====== Raw records

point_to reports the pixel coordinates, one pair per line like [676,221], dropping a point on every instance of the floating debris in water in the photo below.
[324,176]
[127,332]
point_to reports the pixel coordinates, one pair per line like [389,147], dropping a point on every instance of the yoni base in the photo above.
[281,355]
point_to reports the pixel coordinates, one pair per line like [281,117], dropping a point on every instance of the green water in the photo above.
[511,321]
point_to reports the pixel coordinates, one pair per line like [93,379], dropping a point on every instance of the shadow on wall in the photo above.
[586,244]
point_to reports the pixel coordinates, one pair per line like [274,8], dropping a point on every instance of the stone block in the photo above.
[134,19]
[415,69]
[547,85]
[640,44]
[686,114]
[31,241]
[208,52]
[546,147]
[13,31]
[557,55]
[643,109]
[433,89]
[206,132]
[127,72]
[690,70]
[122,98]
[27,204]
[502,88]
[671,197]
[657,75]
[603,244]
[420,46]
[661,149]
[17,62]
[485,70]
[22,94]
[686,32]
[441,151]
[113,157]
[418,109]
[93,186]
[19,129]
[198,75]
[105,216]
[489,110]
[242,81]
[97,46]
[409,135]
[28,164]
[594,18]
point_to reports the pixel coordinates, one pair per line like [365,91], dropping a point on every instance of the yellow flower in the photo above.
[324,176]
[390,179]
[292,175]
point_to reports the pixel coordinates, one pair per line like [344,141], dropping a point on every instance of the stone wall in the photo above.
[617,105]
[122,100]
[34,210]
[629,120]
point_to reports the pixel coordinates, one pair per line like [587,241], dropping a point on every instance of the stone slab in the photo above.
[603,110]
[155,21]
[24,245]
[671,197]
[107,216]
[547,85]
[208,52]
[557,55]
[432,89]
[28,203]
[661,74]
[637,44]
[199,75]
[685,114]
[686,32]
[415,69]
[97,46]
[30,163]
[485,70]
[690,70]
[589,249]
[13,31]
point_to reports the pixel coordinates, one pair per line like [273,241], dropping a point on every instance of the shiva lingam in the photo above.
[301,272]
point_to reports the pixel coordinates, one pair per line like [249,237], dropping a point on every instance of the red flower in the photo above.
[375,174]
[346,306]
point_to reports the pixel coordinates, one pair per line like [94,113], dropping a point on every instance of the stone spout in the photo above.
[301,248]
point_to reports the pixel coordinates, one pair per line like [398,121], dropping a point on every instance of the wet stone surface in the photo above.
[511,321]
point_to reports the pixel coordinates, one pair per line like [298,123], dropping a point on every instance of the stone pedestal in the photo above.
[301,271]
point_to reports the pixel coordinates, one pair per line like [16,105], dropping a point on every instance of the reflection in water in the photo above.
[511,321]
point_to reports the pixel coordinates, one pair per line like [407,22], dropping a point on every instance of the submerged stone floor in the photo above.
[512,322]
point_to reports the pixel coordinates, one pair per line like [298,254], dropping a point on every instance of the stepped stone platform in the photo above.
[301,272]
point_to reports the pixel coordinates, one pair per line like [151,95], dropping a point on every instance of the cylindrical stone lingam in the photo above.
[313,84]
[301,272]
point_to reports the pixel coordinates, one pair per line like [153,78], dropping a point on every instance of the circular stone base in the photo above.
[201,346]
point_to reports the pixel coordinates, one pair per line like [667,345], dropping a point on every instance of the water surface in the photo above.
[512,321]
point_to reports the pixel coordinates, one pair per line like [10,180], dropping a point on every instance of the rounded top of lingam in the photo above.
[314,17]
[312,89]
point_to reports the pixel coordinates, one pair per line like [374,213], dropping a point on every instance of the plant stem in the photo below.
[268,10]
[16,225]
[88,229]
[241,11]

============

Can you arrange the entries above, starting at the line that contains "floor in the photo above." and ending at the last line of the entries, as a JSON list of strings with one string per line and blank lines left out?

[
  "point_to reports the pixel coordinates, one pair per line like [407,22], dropping a point on every instance of the submerged stone floor in the photo above.",
  "[512,322]",
  "point_to reports the pixel coordinates, one pair per line like [298,254], dropping a point on every instance of the stepped stone platform in the photo above.",
  "[301,272]",
  "point_to reports the pixel coordinates, one pair per line like [151,95], dropping a point on every instance of the cylindrical stone lingam in the photo above.",
  "[313,84]",
  "[301,272]",
  "point_to reports the pixel coordinates, one pair per line like [153,78], dropping a point on every instance of the circular stone base in the photo above.",
  "[201,346]",
  "point_to reports the pixel coordinates, one pair per line like [667,345], dropping a point on every instance of the water surface in the photo above.",
  "[512,321]",
  "point_to reports the pixel coordinates, one pair per line like [10,180], dropping a point on every instance of the rounded top of lingam in the photo above.",
  "[314,17]",
  "[312,89]",
  "point_to reports the pixel coordinates, one pair per line like [374,213], dropping a point on every instance of the plant stem in the photo below.",
  "[268,10]",
  "[16,225]",
  "[88,229]",
  "[241,11]"
]